● Set problem A
In the KVM MMU email reply, write out everything from "There are the" down to "a stable is_writable_pte()".
● Set problem B
In the KVM MMU email reply, why does Xiao Guangrong say readonly sptes need little concern?
● Set problem C
Carry on the KVM MMU email reply from its final line.

● Source extract
>>>>

From: Xiao Guangrong <xiaoguangrong@linux.vnet.ibm.com>
To: Marcelo Tosatti <mtosatti@redhat.com>
Cc: gleb@redhat.com, avi.kivity@gmail.com, pbonzini@redhat.com,
linux-kernel@vger.kernel.org, kvm@vger.kernel.org
Subject: Re: [PATCH v3 04/15] KVM: MMU: flush tlb out of mmu lock when write-protect the sptes
Date: Fri, 15 Nov 2013 15:09:13 +0800 [thread overview]
Message-ID: <5285C899.6040005@linux.vnet.ibm.com> (raw)
In-Reply-To: <20131114183959.GA27064@amt.cnet>
On 11/15/2013 02:39 AM, Marcelo Tosatti wrote:
> On Thu, Nov 14, 2013 at 01:15:24PM +0800, Xiao Guangrong wrote:
>>
>> Hi Marcelo,
>>
>> On 11/14/2013 08:36 AM, Marcelo Tosatti wrote:
>>
>>>
>>> Any code location which reads the writable bit in the spte and assumes if its not
>>> set, that the translation which the spte refers to is not cached in a
>>> remote CPU's TLB can become buggy. (*)
>>>
>>> It might be the case that now its not an issue, but its so subtle that
>>> it should be improved.
>>>
>>> Can you add a fat comment on top of is_writeable_bit describing this?
>>> (and explain why is_writable_pte users do not make an assumption
>>> about (*).
>>>
>>> "Writeable bit of locklessly modifiable sptes might be cleared
>>> but TLBs not flushed: so whenever reading locklessly modifiable sptes
>>> you cannot assume TLBs are flushed".
>>>
>>> For example this one is unclear:
>>>
>>> if (!can_unsync && is_writable_pte(*sptep))
>>> goto set_pte;
>>> And:
>>>
>>> if (!is_writable_pte(spte) &&
>>> !(pt_protect && spte_is_locklessly_modifiable(spte)))
>>> return false;
>>>
>>> This is safe because get_dirty_log/kvm_mmu_slot_remove_write_access are
>>> serialized by a single mutex (if there were two mutexes, it would not be
>>> safe). Can you add an assert to both
>>> kvm_mmu_slot_remove_write_access/kvm_vm_ioctl_get_dirty_log
>>> for (slots_lock) is locked, and explain?
>>>
>>> So just improve the comments please, thanks (no need to resend whole
>>> series).
>>
>> Thank you very much for your time to review it and really appreciate
>> for you detailed the issue so clearly to me.
>>
>> I will do it on the top of this patchset or after it is merged
>> (if it's possiable).
>
> Ok, can you explain why every individual caller of is_writable_pte have
> no such assumption now? (the one mentioned above is not clear to me for
> example, should explain all of them).
Okay.
Generally speak, we 1) needn't care readonly spte too much since it
can not be locklessly write-protected and 2) if is_writable_pte() is used
to check mmu-mode's state we can check SPTE_MMU_WRITEABLE instead.
There are the places is_writable_pte is used:
1) in spte_has_volatile_bits():
527 static bool spte_has_volatile_bits(u64 spte)
528 {
529 /*
530 * Always atomicly update spte if it can be updated
531 * out of mmu-lock, it can ensure dirty bit is not lost,
532 * also, it can help us to get a stable is_writable_pte()

<<<<

● Records supplied
>>>>

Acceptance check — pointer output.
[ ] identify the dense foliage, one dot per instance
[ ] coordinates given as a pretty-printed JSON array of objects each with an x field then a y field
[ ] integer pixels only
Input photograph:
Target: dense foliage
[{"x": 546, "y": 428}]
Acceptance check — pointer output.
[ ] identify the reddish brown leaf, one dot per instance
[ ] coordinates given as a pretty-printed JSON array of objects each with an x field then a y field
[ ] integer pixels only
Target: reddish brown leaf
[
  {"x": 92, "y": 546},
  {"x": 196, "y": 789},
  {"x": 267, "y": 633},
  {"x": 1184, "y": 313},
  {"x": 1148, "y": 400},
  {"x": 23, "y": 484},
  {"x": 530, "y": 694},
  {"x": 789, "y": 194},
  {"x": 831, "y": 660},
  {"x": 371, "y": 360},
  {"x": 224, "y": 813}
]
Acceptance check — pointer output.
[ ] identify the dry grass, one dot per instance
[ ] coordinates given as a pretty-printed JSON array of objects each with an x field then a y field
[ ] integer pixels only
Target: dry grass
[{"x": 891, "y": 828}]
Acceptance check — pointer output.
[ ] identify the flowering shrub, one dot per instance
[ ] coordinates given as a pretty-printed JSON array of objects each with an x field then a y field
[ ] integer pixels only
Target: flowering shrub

<<<<

● Exercise output A
There are the places is_writable_pte is used:
1) in spte_has_volatile_bits():
527 static bool spte_has_volatile_bits(u64 spte)
528 {
529 /*
530 * Always atomicly update spte if it can be updated
531 * out of mmu-lock, it can ensure dirty bit is not lost,
532 * also, it can help us to get a stable is_writable_pte()

● Exercise output B
Because they cannot be locklessly write-protected.

● Exercise output C
533 * to ensure tlb flush is not missed.
534 */
535 if (spte_is_locklessly_modifiable(spte))
536 return true;
537
538 if (!shadow_accessed_mask)
539 return false;
540
541 if (!is_shadow_present_pte(spte))
542 return false;
543
544 if ((spte & shadow_accessed_mask) &&
545 (!is_writable_pte(spte) || (spte & shadow_dirty_mask)))
546 return false;
547
548 return true;
549 }
this path is not broken since any spte can be lockless modifiable will do
lockless update (will always return 'true' in the line 536).
2): in mmu_spte_update()
594 /*
595 * For the spte updated out of mmu-lock is safe, since
596 * we always atomicly update it, see the comments in
597 * spte_has_volatile_bits().
598 */
599 if (spte_is_locklessly_modifiable(old_spte) &&
600 !is_writable_pte(new_spte))
601 ret = true;
The new_spte is a temp value that can not be fetched by lockless
write-protection and !is_writable_pte() is stable enough (can not be
locklessly write-protected).
3) in spte_write_protect()
1368 if (!is_writable_pte(spte) &&
1369 !spte_is_locklessly_modifiable(spte))
1370 return false;
1371
It always do write-protection if the spte is lockelss modifiable.
(This code is the aspect after applying the whole pachset, the code is safe too
before patch "[PATCH v3 14/15] KVM: MMU: clean up spte_write_protect" since
the lockless write-protection path is serialized by a single lock.).
4) in set_spte()
2690 /*
2691 * Optimization: for pte sync, if spte was writable the hash
2692 * lookup is unnecessary (and expensive). Write protection
2693 * is responsibility of mmu_get_page / kvm_sync_page.
2694 * Same reasoning can be applied to dirty page accounting.
2695 */
2696 if (!can_unsync && is_writable_pte(*sptep))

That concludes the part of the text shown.